- [Extract provided]
One commenter did not believe that any turbines less than 30 MW could meet the proposed emission limits. The commenter said that peaking turbines would not be able to meet the emission limits because they must operate at variable loads and also low temperatures increase NOX emissions. The commenter believed that even at full load and 60 °F ambient temperature, a dry low NOX turbine would just barely make the NOX limit. Therefore, the commenter suggested that EPA increase the limit in combination with defining a limited range over which the limit is applicable. The commenter also noted that SCR has only been installed in a handful of simple cycle units and high temperature SCR is less reliable than standard SCR.

Response: We revised the emission limitations as well as the subcategory for medium turbines, as presented in table 1 of this preamble. The medium subcategory has been extended to cover additional turbines. The new subcategory on which these comments are based is from 50 MMBtu/h to 850 MMBtu/h. We concluded that, based on data submitted during the comment period, the new emission limitations in the final rule are achievable by most turbines in this subcategory without the use of add-on controls.

Comment: Several commenters said that the proposed NOX limits for oil-fired units were too low. One commenter said that EPA's proposed output-based limits for oil-fired units cannot be achieved on simple cycle turbines with combustion controls. The commenter felt that the limit for oil-Start Printed Page 38491fired turbines, 1.2 lb/MWh, is de facto too stringent, and imposing an efficiency of 48 percent would be arbitrary and capricious. The commenter requested that EPA separate simple cycle from combined cycle, particularly for oil-fired units. One commenter requested that EPA either raise the emission limit for oil-fired combustion turbines, or at least allow large oil-fired peaking units to comply with the emission limit for small oil-fired units. Many of the commenters provided suggested emission levels for oil-fired units to EPA.

- [Jobs]
1. Find each line in the entries below that contains the word "plaza", and copy those lines.
2. Supply the next part of the comments and responses on turbine emission limits above, picking up after their final sentence.

(Items for identifying locations)
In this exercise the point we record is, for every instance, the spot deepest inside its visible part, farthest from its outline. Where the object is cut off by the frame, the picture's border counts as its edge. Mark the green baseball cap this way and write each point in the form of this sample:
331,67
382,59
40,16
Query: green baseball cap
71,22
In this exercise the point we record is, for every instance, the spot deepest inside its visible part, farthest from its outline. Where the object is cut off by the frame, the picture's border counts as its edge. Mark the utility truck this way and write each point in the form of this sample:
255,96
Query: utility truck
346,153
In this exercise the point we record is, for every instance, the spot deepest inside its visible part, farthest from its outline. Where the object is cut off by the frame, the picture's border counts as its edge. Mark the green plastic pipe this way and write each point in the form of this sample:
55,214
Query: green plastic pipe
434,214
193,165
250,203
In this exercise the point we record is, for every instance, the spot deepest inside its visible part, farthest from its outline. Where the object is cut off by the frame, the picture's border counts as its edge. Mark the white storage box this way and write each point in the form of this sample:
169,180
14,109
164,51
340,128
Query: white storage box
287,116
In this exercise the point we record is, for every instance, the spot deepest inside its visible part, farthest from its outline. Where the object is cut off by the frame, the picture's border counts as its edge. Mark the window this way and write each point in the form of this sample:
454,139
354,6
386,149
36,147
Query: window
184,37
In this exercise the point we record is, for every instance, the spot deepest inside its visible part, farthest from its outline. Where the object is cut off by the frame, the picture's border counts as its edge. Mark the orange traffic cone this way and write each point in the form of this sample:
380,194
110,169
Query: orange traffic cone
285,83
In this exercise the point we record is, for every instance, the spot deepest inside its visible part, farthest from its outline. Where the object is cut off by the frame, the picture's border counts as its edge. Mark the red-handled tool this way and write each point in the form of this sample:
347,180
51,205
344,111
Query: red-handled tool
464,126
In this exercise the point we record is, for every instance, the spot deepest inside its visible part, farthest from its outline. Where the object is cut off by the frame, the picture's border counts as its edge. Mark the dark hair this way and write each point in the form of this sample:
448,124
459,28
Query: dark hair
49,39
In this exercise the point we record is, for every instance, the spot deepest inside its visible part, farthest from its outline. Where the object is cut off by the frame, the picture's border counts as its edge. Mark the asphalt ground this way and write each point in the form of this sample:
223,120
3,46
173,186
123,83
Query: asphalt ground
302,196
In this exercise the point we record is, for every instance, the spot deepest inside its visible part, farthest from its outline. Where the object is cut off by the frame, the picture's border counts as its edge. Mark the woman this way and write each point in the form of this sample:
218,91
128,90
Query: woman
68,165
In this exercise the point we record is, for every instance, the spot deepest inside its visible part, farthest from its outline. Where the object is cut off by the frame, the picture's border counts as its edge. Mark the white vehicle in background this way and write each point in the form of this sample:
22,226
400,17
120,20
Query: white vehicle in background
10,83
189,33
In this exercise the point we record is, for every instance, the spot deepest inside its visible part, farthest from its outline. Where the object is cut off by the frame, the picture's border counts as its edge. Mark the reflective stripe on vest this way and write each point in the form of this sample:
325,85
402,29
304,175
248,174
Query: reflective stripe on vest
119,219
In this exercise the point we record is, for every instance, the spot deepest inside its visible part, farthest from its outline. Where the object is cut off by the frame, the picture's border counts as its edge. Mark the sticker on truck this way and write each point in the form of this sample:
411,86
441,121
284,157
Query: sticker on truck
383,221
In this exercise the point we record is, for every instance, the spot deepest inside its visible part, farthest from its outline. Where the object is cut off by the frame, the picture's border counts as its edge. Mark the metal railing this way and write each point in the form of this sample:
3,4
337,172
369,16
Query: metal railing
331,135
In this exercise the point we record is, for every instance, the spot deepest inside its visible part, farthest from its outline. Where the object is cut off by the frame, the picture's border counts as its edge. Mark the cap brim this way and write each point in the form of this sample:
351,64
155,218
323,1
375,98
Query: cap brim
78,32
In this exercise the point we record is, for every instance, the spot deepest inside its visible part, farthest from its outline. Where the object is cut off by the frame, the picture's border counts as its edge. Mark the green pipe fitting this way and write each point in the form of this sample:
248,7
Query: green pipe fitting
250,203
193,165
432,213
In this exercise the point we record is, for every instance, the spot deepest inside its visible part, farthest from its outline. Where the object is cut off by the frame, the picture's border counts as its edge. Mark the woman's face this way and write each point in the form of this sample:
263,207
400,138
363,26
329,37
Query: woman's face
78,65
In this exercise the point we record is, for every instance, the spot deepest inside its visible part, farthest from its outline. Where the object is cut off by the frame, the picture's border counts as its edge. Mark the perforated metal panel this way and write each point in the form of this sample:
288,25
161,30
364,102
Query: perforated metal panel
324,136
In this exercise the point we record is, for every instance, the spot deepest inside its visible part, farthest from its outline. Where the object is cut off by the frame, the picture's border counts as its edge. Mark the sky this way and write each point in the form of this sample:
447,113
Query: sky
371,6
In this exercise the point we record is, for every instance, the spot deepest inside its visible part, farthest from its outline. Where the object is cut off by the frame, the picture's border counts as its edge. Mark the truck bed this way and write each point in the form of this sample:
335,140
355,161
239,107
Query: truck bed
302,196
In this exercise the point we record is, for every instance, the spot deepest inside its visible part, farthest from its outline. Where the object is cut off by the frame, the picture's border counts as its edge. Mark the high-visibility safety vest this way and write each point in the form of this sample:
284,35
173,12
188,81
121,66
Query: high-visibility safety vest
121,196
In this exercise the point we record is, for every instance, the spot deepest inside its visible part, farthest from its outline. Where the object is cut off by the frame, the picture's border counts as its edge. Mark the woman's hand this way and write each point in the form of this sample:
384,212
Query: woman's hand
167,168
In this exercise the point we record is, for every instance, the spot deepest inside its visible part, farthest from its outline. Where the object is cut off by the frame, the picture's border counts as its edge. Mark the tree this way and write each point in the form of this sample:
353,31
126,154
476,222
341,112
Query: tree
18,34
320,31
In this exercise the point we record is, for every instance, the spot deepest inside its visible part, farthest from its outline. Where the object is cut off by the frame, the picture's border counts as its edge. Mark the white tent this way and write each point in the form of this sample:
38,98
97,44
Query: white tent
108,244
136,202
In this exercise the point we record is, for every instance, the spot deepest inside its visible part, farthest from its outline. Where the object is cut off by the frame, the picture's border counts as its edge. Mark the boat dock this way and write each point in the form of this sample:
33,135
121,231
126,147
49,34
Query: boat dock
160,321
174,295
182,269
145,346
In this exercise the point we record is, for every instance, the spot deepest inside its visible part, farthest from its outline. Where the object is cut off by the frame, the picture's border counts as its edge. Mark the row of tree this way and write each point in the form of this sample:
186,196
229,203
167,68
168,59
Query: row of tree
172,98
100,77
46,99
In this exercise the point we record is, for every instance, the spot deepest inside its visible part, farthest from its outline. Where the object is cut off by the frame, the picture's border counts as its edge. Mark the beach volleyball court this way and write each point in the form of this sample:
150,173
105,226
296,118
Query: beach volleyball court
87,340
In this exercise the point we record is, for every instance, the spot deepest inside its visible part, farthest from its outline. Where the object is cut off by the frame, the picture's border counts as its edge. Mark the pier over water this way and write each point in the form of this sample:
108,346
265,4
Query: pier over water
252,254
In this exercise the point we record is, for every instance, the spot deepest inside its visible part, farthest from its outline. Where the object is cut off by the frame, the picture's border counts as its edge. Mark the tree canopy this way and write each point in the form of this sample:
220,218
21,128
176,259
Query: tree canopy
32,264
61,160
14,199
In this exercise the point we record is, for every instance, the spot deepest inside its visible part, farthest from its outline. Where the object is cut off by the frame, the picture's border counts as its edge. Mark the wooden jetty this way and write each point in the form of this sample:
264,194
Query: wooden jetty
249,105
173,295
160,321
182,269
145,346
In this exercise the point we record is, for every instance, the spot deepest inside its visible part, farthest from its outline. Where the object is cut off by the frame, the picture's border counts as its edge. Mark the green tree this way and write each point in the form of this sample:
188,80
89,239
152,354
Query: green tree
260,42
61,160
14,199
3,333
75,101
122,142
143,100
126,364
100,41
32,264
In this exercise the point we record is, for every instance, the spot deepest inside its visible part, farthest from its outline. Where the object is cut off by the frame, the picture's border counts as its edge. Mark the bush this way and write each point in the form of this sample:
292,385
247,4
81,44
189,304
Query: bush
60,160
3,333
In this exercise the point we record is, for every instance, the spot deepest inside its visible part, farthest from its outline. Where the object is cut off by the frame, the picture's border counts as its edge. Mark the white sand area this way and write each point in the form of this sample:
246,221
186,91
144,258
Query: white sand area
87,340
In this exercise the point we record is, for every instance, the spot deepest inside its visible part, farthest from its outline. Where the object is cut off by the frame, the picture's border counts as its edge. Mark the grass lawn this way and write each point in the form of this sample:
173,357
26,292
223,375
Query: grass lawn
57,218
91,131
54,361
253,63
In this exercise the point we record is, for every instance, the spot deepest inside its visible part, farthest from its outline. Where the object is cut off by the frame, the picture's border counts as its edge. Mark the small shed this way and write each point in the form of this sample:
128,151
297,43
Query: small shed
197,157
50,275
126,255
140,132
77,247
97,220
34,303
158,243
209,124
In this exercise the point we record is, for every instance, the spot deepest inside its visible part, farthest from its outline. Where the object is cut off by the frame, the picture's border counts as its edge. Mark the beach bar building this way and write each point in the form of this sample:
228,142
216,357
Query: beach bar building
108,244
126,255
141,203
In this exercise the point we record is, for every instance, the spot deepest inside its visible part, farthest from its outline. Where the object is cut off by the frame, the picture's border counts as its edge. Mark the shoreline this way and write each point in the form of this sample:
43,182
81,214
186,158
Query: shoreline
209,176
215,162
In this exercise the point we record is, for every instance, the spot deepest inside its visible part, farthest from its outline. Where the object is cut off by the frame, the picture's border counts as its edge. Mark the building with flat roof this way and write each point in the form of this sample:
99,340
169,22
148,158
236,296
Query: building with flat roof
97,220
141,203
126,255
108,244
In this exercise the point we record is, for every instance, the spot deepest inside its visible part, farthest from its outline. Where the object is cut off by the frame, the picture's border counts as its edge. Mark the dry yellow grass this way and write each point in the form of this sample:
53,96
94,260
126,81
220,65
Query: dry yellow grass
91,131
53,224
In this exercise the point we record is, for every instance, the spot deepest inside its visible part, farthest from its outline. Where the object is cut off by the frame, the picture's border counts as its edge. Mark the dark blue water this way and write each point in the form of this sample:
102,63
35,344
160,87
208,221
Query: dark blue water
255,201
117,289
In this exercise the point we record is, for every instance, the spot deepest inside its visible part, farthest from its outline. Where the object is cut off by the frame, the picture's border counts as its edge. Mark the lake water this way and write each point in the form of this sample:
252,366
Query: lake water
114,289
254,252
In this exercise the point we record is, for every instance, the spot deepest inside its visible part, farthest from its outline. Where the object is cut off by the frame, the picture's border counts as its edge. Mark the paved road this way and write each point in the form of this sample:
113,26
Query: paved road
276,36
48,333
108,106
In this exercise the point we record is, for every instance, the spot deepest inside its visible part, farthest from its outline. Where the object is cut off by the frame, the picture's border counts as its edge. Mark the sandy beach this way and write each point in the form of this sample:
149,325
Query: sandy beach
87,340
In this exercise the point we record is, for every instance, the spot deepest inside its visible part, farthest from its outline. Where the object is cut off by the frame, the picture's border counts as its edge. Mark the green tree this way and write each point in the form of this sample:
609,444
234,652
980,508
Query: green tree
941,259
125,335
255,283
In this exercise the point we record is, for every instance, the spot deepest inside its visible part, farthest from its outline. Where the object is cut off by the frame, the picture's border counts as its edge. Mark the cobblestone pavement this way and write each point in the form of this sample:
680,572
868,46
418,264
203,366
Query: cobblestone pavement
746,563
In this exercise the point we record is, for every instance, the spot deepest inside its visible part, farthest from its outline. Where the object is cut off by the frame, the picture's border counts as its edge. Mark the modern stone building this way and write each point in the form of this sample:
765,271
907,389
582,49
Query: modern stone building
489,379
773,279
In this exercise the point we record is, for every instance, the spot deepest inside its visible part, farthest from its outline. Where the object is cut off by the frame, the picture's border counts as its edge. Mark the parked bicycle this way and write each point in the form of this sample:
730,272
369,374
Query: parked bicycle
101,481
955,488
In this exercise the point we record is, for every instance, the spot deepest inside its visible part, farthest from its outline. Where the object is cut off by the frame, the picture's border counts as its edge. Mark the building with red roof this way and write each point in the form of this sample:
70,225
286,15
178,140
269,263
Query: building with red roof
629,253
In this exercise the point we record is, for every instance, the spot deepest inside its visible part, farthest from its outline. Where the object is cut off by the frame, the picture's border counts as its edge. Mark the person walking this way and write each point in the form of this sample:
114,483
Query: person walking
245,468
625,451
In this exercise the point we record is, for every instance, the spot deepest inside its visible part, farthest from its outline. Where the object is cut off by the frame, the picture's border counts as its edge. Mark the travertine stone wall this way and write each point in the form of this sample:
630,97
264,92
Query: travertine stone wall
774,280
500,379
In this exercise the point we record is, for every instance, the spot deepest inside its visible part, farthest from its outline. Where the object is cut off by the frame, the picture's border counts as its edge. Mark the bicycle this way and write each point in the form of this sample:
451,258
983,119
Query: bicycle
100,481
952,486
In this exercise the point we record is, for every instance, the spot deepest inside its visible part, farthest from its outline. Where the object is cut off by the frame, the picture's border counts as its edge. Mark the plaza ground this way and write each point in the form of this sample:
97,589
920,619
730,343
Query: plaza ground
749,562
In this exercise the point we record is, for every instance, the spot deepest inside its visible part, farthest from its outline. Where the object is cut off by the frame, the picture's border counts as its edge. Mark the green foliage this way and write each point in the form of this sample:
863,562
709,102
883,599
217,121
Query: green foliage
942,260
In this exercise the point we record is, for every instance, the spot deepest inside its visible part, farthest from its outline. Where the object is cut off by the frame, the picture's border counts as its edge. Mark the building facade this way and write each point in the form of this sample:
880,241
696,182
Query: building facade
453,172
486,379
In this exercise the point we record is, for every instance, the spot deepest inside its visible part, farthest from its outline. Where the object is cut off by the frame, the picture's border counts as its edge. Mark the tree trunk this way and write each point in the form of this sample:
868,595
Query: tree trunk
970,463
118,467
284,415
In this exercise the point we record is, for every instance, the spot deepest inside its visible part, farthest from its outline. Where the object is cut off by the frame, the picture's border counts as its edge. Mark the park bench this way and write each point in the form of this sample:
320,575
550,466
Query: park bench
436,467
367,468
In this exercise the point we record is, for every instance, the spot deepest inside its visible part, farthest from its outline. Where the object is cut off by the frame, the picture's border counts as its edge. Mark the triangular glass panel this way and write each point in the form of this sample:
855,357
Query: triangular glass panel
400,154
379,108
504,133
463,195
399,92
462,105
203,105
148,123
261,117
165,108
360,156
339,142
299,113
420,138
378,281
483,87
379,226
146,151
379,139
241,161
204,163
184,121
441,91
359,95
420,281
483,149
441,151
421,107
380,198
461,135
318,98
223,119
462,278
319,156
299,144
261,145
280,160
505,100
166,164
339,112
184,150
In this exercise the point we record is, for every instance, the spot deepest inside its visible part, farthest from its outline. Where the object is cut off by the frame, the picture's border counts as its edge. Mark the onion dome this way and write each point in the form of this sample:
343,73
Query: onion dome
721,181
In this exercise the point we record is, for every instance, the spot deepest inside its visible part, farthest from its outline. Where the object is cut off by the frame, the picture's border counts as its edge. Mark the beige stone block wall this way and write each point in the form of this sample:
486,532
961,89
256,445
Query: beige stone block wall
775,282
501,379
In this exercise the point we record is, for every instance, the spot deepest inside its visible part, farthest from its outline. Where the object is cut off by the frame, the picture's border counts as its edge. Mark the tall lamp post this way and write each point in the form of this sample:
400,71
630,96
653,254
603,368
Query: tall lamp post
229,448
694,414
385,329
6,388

- [Responses by task]
1.
In this exercise the point we record is, for every instance, the spot deepest inside its visible part, farthest from its outline. Where the object is cut off by the frame, the picture's border counts as its edge. Mark the plaza ground this way and write each point in the form of this sample:
Query: plaza ground

2.
Response: EPA concluded that, based on data submitted during the comment period, the new emission limitations in the final rule for oil-fired turbines are achievable by most turbines without the use of add-on controls.

C. Definitions

Comment: Four commenters requested that EPA clarify the definition of efficiency. The commenters stated that the proposed definition is based on the LHV, but that EPA usually defines regulations based on HHV. The commenters believed that EPA may have intended to use HHV and requested clarification on whether efficiency should be based on the LHV or the HHV. One commenter stated that the LHV clause is unnecessary and should be removed because most air permits are written, modeled and reviewed upon the premise of the HHV of the fuel.

Response: In the proposed rule, we inadvertently defined efficiency in terms of LHV. Our intent was to use HHV. This change is reflected in the final rule.

V. Environmental and Economic Impacts

A. What are the air impacts?

We estimate that approximately 355 new stationary combustion turbines will be installed in the United States over the next 5 years and affected by the final rule. None of these units may need to install add-on controls to meet the NOX limits required under the final rule. However, many new turbines will already be required to install add-on controls to meet NOX reduction requirements under Prevention of Significant Deterioration (PSD) and New Source Review (NSR). Thus, we concluded that the NOX reductions resulting from the final rule will essentially be zero. The expected SO2 reductions as a result of the final rule are approximately 830 tons per year (tpy) in the 5th year after promulgation of the standards.

Although we expect the final rule to result in a slight increase in electrical supply generated by unaffected sources (e.g., existing stationary combustion turbines), we concluded that this will not result in higher NOX and SO2 emissions from these sources. Other emission control programs such as the Acid Rain Program and PSD/NSR already promote or require emission controls that would effectively prevent emissions from increasing. All the emissions reductions estimates and assumptions have been documented in the docket to the final rule.

B. What are the energy impacts?

We do not expect any significant energy impacts resulting from the final rule. The only energy requirement is a potential small increase in fuel consumption, resulting from back pressure caused by operating an add-on emission control device, such as an SCR. However, most entities would be able to comply with the final rule without the use of any add-on control devices.

C. What are the economic impacts?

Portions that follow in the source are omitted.